**Data provided:**
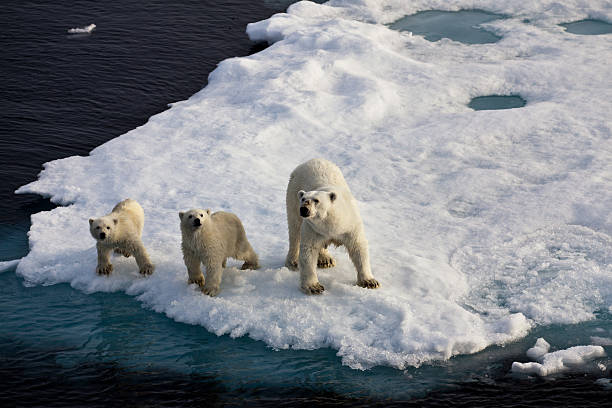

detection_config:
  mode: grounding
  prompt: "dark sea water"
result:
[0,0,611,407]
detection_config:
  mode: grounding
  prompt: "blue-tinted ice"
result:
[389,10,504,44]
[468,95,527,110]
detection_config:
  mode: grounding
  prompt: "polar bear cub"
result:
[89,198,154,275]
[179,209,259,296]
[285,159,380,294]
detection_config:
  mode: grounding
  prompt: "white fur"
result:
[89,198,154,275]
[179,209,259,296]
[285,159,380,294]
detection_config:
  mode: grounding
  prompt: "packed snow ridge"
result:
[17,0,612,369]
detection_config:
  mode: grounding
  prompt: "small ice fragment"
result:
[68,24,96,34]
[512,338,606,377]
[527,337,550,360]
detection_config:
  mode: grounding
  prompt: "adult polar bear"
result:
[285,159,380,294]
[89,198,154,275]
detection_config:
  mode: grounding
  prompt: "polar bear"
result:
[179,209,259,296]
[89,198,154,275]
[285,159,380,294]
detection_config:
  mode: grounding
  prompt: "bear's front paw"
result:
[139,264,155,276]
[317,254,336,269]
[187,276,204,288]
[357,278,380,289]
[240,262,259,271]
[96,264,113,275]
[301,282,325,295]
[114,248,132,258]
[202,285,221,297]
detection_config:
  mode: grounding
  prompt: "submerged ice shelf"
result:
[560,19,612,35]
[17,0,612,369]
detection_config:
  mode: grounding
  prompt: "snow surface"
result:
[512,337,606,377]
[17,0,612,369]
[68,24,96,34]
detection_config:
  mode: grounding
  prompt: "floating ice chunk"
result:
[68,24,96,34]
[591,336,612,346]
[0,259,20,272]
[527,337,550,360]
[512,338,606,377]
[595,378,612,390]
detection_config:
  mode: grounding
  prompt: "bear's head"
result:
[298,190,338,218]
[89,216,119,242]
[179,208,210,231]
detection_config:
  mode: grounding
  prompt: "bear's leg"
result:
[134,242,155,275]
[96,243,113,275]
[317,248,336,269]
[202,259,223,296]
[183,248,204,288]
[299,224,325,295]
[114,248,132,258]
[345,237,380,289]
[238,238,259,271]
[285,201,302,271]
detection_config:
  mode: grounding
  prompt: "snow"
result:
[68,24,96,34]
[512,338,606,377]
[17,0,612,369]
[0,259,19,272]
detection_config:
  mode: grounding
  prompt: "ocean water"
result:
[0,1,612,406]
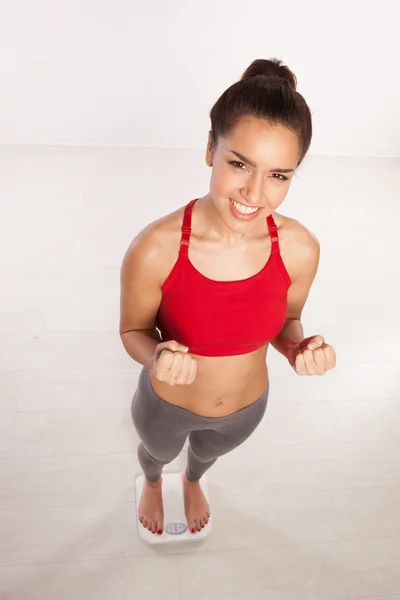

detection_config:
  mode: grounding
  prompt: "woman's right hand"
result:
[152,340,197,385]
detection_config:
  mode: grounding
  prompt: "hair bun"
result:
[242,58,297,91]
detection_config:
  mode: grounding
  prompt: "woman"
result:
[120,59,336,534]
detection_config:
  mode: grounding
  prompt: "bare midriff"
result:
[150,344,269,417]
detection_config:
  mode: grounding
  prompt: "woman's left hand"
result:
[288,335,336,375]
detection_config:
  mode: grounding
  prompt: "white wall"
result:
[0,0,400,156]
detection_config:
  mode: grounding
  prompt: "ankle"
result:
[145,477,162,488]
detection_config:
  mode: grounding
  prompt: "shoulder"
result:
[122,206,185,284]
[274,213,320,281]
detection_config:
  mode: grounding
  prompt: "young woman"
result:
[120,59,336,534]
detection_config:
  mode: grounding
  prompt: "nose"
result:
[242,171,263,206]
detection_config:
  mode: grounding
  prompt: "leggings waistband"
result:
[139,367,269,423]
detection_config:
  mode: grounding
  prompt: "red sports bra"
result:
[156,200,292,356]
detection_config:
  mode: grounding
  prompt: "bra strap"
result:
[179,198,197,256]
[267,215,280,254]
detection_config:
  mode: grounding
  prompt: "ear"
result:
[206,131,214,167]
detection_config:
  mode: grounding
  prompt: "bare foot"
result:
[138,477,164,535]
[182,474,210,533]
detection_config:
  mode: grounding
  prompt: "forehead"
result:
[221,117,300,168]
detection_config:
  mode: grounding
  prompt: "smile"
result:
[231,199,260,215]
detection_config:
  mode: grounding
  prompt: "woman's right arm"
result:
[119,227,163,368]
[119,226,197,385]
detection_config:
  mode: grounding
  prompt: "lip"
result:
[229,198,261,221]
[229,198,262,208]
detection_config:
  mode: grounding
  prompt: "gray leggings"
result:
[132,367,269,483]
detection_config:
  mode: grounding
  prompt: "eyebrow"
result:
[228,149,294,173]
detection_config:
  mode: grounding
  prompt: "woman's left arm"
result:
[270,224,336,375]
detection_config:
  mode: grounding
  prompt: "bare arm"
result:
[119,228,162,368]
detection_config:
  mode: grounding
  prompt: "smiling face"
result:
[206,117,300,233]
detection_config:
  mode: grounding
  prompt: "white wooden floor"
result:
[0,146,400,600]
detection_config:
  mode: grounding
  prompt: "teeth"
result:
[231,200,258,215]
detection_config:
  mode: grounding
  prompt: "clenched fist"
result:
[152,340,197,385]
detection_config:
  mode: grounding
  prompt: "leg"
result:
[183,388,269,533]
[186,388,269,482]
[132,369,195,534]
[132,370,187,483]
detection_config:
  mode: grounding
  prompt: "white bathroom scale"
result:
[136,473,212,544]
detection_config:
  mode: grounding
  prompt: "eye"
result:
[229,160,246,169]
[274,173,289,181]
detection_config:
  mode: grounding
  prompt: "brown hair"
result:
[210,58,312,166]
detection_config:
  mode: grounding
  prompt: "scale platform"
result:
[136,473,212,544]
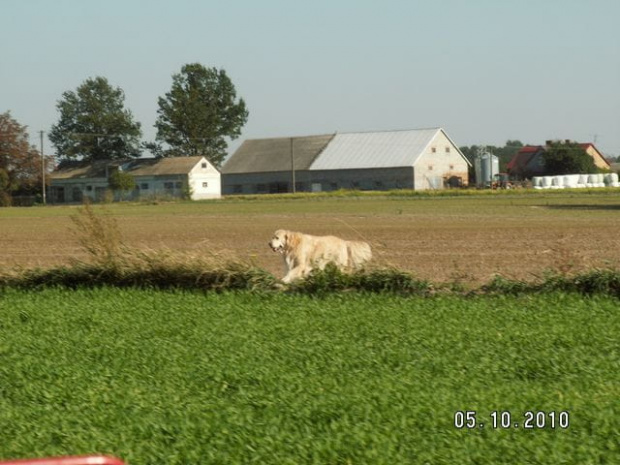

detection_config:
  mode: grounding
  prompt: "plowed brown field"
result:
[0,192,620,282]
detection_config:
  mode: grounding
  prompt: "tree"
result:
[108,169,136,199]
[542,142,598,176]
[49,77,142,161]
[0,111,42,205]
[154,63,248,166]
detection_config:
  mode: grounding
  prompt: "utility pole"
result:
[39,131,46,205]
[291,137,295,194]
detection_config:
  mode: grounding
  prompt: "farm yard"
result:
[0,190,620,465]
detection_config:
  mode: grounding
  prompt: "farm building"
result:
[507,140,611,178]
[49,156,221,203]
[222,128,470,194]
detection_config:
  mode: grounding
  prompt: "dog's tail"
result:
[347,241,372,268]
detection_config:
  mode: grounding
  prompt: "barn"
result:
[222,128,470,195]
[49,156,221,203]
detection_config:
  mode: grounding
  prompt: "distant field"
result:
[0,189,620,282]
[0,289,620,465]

**Stated problem:** Please write out the records above again, requests included, from the start through the line with "[179,208,210,231]" (both ends included) and without the pictures. Multiply every bounding box coordinate in the answers by 0.95 and round it to a whole number, with halves rounding up.

**Problem solution:**
detection_config:
  mode: grounding
  prompt: "dark sea water"
result:
[0,0,580,387]
detection_config:
  mode: grounding
  prompt: "blue-tinted ice"
result:
[370,10,479,42]
[445,90,501,105]
detection_config:
  mode: grounding
  prompt: "polar bear cub"
result:
[85,188,146,261]
[170,199,246,281]
[271,151,361,279]
detection_config:
  mode: grounding
  prompt: "white fur"
result:
[85,188,146,261]
[170,199,246,281]
[271,151,361,279]
detection_config:
  mode: grounding
  prompt: "packed snow ridge"
result:
[16,0,581,351]
detection_config:
  mode: grounding
  prompt: "small ice fragment"
result:
[65,23,91,32]
[486,321,576,358]
[501,320,523,342]
detection_config:
  mode: grounding
  prompt: "adult polar bear"
result:
[271,151,361,279]
[85,188,146,261]
detection_config:
  mode: grounding
  prompt: "polar bear"
result:
[170,199,246,281]
[85,188,146,261]
[271,151,361,279]
detection_config:
  mode: grounding
  prompt: "bear's front paw"
result:
[132,251,147,262]
[301,241,319,256]
[178,262,194,274]
[339,264,361,275]
[228,249,246,257]
[91,251,107,261]
[286,268,309,280]
[108,236,125,245]
[192,271,210,282]
detection_config:
  mode: grounding
  prompt: "submerged ice shelf"
result:
[532,18,581,33]
[16,0,581,351]
detection_config:
  mode: grounding
  prompt: "snow surface"
result:
[486,320,576,358]
[16,0,581,351]
[65,23,91,32]
detection_config:
  mode: grounding
  prompt: "floating ice chunk"
result:
[65,23,91,32]
[561,319,581,329]
[0,246,19,258]
[501,320,523,342]
[486,321,576,358]
[565,359,581,371]
detection_config:
  mode: grounding
  prompt: "bear's head"
result:
[283,181,321,207]
[85,205,113,230]
[170,198,200,219]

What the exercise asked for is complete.